[Stored items from a collection]
----
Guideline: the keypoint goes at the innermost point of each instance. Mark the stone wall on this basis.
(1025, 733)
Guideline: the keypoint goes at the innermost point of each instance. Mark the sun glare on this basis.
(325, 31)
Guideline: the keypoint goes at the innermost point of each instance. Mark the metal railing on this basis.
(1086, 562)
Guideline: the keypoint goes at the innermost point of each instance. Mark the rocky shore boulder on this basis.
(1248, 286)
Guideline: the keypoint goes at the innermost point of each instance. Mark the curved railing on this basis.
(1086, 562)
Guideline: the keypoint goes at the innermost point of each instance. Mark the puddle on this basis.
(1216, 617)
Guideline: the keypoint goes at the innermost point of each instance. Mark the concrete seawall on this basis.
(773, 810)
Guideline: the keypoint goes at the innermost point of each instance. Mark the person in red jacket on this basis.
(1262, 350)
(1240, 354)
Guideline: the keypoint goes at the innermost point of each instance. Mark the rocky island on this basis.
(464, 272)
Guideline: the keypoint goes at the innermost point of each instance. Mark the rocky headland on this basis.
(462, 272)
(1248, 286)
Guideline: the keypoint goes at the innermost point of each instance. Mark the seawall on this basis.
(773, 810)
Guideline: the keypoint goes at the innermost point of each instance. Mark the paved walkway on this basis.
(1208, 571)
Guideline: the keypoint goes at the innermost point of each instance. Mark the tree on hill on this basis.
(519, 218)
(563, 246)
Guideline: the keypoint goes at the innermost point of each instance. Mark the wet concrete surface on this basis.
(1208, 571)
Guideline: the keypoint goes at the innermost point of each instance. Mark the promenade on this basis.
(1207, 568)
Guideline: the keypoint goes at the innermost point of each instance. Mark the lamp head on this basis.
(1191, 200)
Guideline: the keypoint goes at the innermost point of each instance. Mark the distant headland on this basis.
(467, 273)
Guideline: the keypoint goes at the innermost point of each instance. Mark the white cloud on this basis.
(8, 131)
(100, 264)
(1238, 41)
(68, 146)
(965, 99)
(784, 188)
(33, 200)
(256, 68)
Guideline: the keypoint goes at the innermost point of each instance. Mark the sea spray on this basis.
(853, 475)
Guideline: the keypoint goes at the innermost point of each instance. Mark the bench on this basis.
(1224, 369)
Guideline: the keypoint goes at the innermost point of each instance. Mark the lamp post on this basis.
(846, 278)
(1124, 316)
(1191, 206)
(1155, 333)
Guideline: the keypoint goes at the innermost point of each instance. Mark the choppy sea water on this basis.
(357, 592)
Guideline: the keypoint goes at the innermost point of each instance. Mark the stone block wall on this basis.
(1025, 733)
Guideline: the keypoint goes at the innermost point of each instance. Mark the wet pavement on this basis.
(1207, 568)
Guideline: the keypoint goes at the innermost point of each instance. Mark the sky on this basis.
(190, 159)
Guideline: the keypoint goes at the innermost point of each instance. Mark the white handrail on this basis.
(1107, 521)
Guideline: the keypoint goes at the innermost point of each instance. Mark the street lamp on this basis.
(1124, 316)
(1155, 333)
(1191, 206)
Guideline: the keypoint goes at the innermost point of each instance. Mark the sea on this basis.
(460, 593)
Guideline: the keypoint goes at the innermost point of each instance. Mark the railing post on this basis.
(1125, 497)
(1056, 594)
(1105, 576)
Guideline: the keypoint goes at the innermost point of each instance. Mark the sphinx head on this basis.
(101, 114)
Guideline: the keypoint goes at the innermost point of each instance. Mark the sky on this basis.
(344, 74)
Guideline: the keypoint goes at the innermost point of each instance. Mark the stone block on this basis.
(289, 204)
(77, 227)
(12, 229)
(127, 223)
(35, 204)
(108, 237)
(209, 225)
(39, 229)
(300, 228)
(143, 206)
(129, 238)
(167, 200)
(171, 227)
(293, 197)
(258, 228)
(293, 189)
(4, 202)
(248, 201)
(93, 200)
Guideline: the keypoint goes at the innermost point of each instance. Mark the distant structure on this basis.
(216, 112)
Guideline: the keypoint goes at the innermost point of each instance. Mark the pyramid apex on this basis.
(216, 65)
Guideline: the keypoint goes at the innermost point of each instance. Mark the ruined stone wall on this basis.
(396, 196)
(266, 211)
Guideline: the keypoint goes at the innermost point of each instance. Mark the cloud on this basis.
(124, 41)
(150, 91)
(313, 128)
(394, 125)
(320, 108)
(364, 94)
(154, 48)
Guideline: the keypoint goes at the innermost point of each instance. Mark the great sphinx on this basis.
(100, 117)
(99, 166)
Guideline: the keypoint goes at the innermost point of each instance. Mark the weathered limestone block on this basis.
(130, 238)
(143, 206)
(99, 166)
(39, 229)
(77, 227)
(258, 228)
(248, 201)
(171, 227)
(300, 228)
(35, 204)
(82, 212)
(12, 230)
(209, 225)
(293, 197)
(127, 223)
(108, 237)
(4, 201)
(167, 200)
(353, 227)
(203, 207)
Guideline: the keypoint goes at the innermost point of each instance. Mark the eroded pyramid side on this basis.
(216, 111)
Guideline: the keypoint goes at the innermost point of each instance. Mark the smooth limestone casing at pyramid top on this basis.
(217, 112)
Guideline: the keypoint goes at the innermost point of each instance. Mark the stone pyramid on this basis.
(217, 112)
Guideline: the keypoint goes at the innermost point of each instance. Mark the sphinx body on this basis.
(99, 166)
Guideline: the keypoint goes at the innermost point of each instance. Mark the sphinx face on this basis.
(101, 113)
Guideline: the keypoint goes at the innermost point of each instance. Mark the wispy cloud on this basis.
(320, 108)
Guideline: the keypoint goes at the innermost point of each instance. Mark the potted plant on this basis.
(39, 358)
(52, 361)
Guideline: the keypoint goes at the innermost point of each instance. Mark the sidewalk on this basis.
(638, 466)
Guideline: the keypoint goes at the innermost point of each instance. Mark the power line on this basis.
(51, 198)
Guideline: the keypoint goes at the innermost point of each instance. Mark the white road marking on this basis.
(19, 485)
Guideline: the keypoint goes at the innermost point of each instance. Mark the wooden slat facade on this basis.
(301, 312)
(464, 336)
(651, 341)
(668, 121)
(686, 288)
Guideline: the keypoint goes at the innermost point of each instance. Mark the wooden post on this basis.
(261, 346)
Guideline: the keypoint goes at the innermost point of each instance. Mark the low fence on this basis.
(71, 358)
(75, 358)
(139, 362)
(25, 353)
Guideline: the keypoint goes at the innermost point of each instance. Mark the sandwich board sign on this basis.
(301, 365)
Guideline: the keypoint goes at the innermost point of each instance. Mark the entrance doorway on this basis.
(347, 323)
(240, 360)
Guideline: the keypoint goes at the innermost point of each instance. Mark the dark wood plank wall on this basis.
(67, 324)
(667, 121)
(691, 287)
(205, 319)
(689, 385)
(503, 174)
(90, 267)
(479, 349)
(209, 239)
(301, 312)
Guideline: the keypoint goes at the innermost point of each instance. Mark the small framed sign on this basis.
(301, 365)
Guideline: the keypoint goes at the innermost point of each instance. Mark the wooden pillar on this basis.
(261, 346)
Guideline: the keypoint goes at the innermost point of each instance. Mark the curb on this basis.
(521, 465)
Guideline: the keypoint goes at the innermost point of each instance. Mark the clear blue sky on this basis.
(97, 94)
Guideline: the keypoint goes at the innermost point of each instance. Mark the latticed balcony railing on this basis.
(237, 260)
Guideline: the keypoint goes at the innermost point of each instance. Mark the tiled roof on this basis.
----
*EXERCISE REQUIREMENTS*. Copy every one of the entries above word for word, keeping each line as it is.

*SOLUTION FOR THIS TASK*.
Guideline: the keypoint goes at the innermost point of each instance. Mark the stone wall on this basis.
(1025, 733)
Guideline: the keypoint goes at the innermost point of each instance. Mark the sun glare on this basis.
(325, 31)
Guideline: the keypoint goes at the innermost point of each instance. Mark the metal railing on this basis.
(1086, 562)
Guideline: the keypoint goes at the innermost point of each instance. Mark the rocky shore boulder on this basis.
(1248, 286)
Guideline: the keypoint goes at the innermost point of each instance. Mark the curved railing on this basis.
(1086, 562)
Guideline: the keypoint goes at the innermost point of each instance. Mark the puddle on this basis.
(1216, 617)
Guideline: the keypoint goes at the innermost point of each instance. Mark the concrete seawall on this basis.
(773, 810)
Guideline: the keypoint goes at the innermost point of each instance. Mark the person in red jacket on this basis.
(1262, 350)
(1240, 354)
Guideline: the keypoint goes at the innermost point of each instance. Mark the rocky island on this basis.
(464, 272)
Guideline: the keypoint goes at the innermost point of each instance. Mark the rocky headland on this basis.
(462, 272)
(1248, 286)
Guideline: the keypoint goes at the innermost point of each instance. Mark the seawall on this basis.
(773, 810)
Guideline: the keypoint goes at the innermost point of each instance. Mark the paved walkway on this basis.
(1208, 571)
Guideline: the keypoint goes at the innermost point of each instance. Mark the tree on hill on this basis.
(519, 218)
(563, 246)
Guideline: the keypoint goes at the innermost point of each instance. Mark the wet concrete surface on this basis.
(1208, 571)
Guideline: the keypoint goes at the innermost point of each instance. Mark the promenade on this basis.
(1207, 568)
Guideline: the keypoint goes at the innermost point of each instance. Mark the lamp head on this basis.
(1191, 200)
Guideline: the keypoint goes at the innermost point of each instance. Mark the distant headland on this basis.
(467, 273)
Guideline: the keypoint goes at the innermost point of each instance. Mark the white cloud on this basis.
(8, 131)
(100, 264)
(1238, 41)
(68, 146)
(965, 99)
(784, 188)
(33, 200)
(256, 68)
Guideline: the keypoint goes at the innermost point of each instance. Mark the sea spray on this basis.
(853, 475)
Guideline: the keypoint goes at the innermost point of each instance. Mark the bench on this basis.
(1224, 369)
Guideline: the keypoint goes at the innermost point of each instance. Mark the lamp post on this basis.
(846, 278)
(1124, 316)
(1191, 206)
(1155, 333)
Guideline: the keypoint goes at the innermost point of each instance. Mark the choppy sea water on this basis.
(357, 592)
Guideline: the keypoint goes at the innermost point of each instance. Mark the stone block wall on this basis.
(1025, 733)
Guideline: the keypoint goes at the innermost point of each instance. Mark the wet pavement on this basis.
(1207, 568)
Guideline: the keypoint goes at the innermost point of each instance. Mark the sky on this basis.
(190, 159)
Guideline: the keypoint goes at the innermost point of each instance. Mark the white handrail on this basis.
(1107, 521)
Guideline: the keypoint goes at the innermost point of each instance. Mark the street lamp on this basis.
(1124, 316)
(1155, 333)
(1191, 206)
Guideline: the keypoint goes at the innermost point of each instance. Mark the sea on this basis.
(460, 593)
Guideline: the keypoint goes at the innermost point of each instance. Mark the railing post on this basis.
(1125, 497)
(1056, 594)
(1105, 576)
Guideline: the keypoint goes at the innermost point of each instance. Mark the sphinx head on this basis.
(101, 114)
Guideline: the keypoint goes at the innermost point of each instance. Mark the sky on this basis.
(344, 74)
Guideline: the keypoint goes at the innermost point of each instance. Mark the stone block on this basis.
(289, 204)
(77, 227)
(12, 229)
(127, 223)
(35, 204)
(108, 237)
(209, 225)
(39, 229)
(300, 228)
(143, 206)
(129, 238)
(167, 200)
(171, 227)
(293, 197)
(258, 228)
(293, 189)
(4, 202)
(248, 201)
(93, 200)
Guideline: the keypoint goes at the innermost point of each instance. Mark the distant structure on this basis.
(216, 112)
Guideline: the keypoint goes at the innermost point of each instance. Mark the pyramid apex on this basis.
(216, 65)
Guideline: the keypoint goes at the innermost point of each instance. Mark the ruined stone wall on this basis.
(396, 196)
(266, 211)
Guideline: the keypoint goes at the innermost point of each instance. Mark the cloud on this basis.
(124, 41)
(150, 91)
(313, 128)
(394, 125)
(320, 108)
(364, 94)
(154, 48)
Guideline: the keypoint goes at the innermost point of each instance. Mark the great sphinx on this basis.
(100, 117)
(99, 166)
Guideline: the keypoint goes at the innermost point of each instance. Mark the weathered limestone block on this basis.
(130, 238)
(143, 206)
(99, 166)
(39, 229)
(77, 227)
(258, 228)
(248, 201)
(171, 227)
(300, 228)
(35, 204)
(82, 212)
(12, 230)
(209, 225)
(293, 197)
(127, 223)
(108, 237)
(4, 201)
(167, 200)
(353, 227)
(203, 207)
Guideline: the keypoint goes at the innermost point of each instance. Mark the eroded pyramid side on this basis.
(216, 111)
Guideline: the keypoint goes at the innermost point of each instance. Mark the smooth limestone casing at pyramid top on this basis.
(217, 112)
Guideline: the keypoint goes at the innermost point of each instance. Mark the stone pyramid on this basis.
(217, 112)
Guideline: the keypoint goes at the innermost point of each instance. Mark the sphinx body on this basis.
(99, 166)
Guideline: the keypoint goes at the innermost point of each instance. Mark the sphinx face on this basis.
(101, 113)
Guideline: the keypoint goes at the innermost point of each instance. Mark the wispy cloud on this basis.
(320, 108)
Guideline: the keypoint goes at the innermost point of each instance. Mark the potted plant on this basis.
(39, 358)
(52, 361)
Guideline: the keypoint goes at the innermost point of each instance. Mark the sidewalk on this basis.
(638, 466)
Guideline: the keypoint goes at the innermost point of each instance. Mark the power line on this basis.
(51, 198)
Guideline: the keypoint goes at the innermost point of each instance. Mark the white road marking on this basis.
(19, 485)
Guideline: the keypoint goes at the innermost point of each instance. Mark the wooden slat facade on this basis.
(301, 312)
(464, 336)
(651, 341)
(668, 121)
(686, 288)
Guideline: the keypoint goes at the innermost point of each instance. Mark the wooden post on this basis.
(261, 346)
Guideline: the keypoint goes at the innermost point of each instance. Mark the low fence on this basis.
(71, 358)
(75, 358)
(139, 362)
(25, 353)
Guideline: the keypoint goes at the innermost point of each instance. Mark the sandwich board sign on this basis.
(301, 365)
Guideline: the keypoint goes at the innermost point of each instance. Mark the entrance doorway on this basis.
(347, 323)
(240, 360)
Guideline: the keypoint goes at the innermost point of each instance. Mark the dark wood plank wall on this basis.
(67, 324)
(667, 121)
(691, 287)
(205, 319)
(689, 385)
(503, 174)
(90, 267)
(479, 349)
(209, 239)
(301, 312)
Guideline: the keypoint goes at the innermost point of each instance. Mark the small framed sign on this basis.
(301, 365)
Guideline: the keypoint goes at the innermost point of each instance. Mark the wooden pillar on this basis.
(261, 346)
Guideline: the keypoint goes at the innermost point of each instance. Mark the curb on this basis.
(521, 465)
Guideline: the keypoint goes at the innermost point of each instance. Mark the clear blue sky on this basis.
(97, 94)
Guideline: the keypoint goes at the innermost point of each instance. Mark the latticed balcony railing on this basis.
(237, 260)
Guideline: the keypoint goes at the innermost point of each instance. Mark the tiled roof on this basis.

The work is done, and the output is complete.